Required work. For this exercise, reproduce the entries below exactly, but only from the line containing "Target: looped wire fence" through the line containing "face using the picture above.", both included.

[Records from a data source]
-------------------------

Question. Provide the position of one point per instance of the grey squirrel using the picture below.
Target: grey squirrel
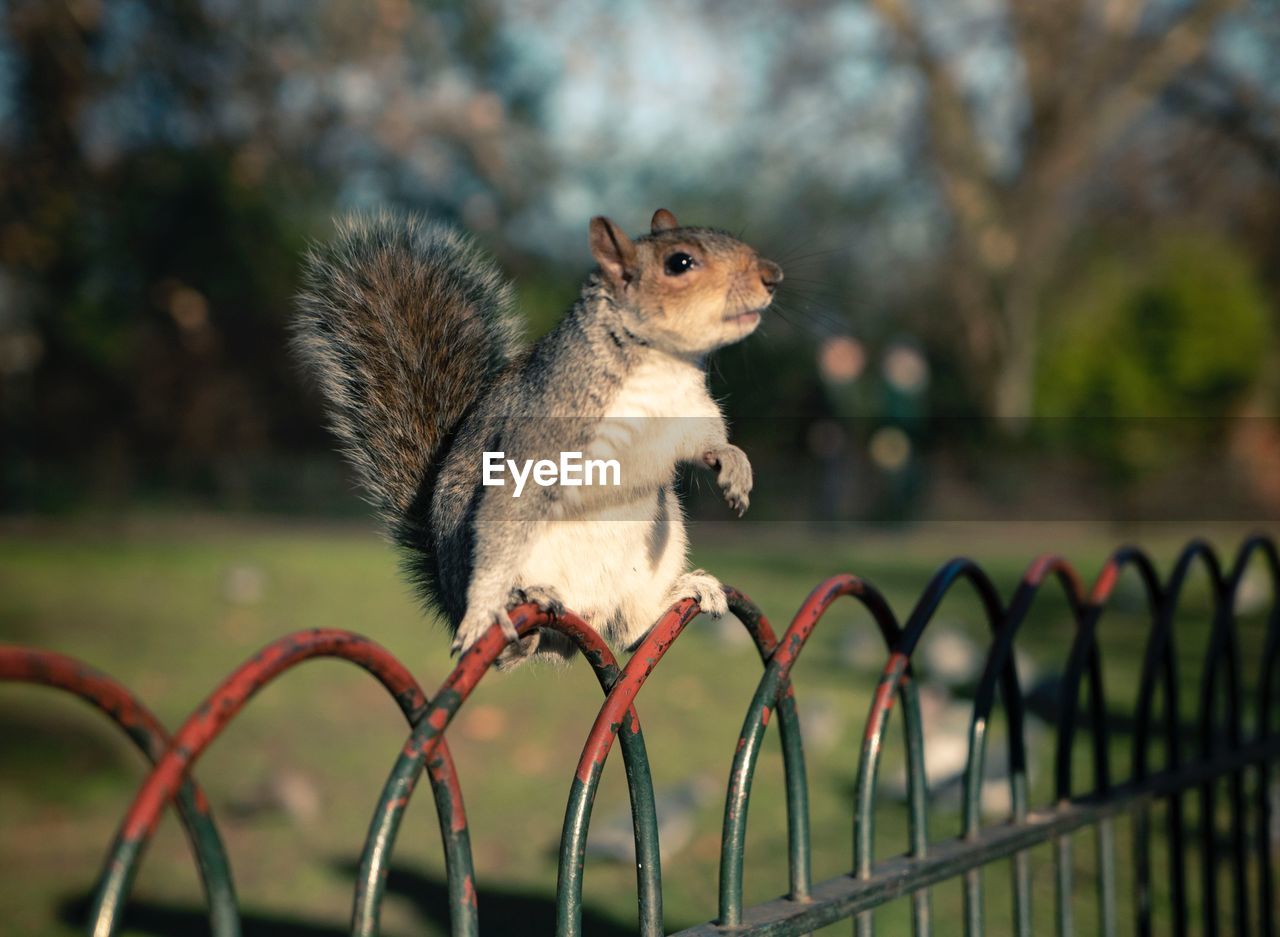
(408, 330)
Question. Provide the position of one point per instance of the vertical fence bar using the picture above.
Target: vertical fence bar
(776, 676)
(792, 749)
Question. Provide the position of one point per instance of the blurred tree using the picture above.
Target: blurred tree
(1086, 76)
(160, 164)
(1151, 351)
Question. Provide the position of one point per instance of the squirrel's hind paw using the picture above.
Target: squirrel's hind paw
(702, 586)
(544, 597)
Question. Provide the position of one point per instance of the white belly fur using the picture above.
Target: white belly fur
(609, 561)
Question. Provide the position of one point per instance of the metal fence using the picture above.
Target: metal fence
(1234, 745)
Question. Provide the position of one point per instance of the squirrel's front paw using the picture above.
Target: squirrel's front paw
(734, 474)
(702, 586)
(474, 625)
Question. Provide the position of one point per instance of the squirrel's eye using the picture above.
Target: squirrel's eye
(679, 263)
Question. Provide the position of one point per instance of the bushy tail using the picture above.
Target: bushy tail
(401, 321)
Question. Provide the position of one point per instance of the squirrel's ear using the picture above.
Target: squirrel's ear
(662, 220)
(613, 251)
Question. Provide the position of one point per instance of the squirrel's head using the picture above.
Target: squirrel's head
(684, 289)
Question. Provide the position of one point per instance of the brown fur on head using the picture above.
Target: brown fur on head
(684, 289)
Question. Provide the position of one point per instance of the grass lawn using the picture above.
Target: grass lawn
(169, 606)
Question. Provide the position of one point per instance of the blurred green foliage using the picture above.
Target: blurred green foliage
(1152, 350)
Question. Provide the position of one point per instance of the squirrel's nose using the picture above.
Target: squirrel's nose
(771, 274)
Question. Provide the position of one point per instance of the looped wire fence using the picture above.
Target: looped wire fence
(1223, 754)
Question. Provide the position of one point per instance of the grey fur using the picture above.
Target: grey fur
(408, 330)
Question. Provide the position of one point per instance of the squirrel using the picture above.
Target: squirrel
(408, 329)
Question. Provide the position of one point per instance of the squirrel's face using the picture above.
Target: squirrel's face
(684, 289)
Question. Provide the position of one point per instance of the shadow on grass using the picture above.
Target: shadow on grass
(501, 913)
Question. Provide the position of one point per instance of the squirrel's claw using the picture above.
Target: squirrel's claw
(544, 597)
(703, 588)
(734, 474)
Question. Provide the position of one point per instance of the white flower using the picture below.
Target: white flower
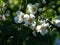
(40, 9)
(56, 22)
(42, 28)
(3, 17)
(32, 9)
(43, 1)
(29, 19)
(19, 18)
(33, 25)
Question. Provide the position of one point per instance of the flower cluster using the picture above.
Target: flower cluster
(30, 19)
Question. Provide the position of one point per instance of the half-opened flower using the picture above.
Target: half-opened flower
(32, 9)
(42, 28)
(19, 18)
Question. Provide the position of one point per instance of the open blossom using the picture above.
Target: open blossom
(33, 25)
(56, 22)
(3, 17)
(29, 19)
(32, 8)
(40, 9)
(43, 1)
(20, 17)
(37, 4)
(42, 28)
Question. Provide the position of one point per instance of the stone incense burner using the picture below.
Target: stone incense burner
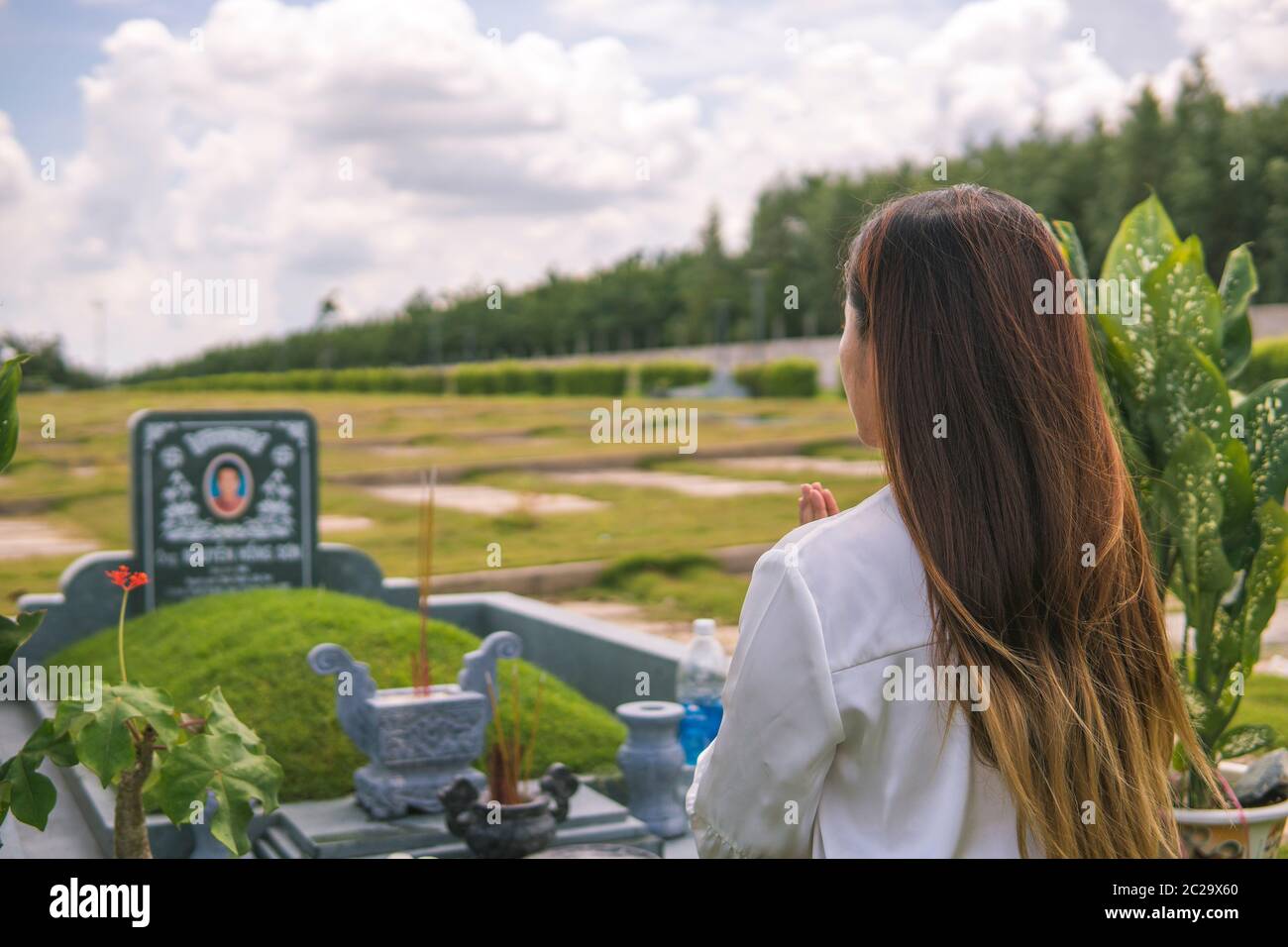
(417, 744)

-------------------------

Answer to this problem.
Target: looped wire fence
(1223, 754)
Question. Provide the position of one point per instance of the grey fur using the picture above.
Target: grey fur
(408, 330)
Question. Provide the position of one point per instance of the squirrel using the picture above.
Target: squirrel
(408, 329)
Question. Provide the position of one point per instance of the squirrel's face using the picture above.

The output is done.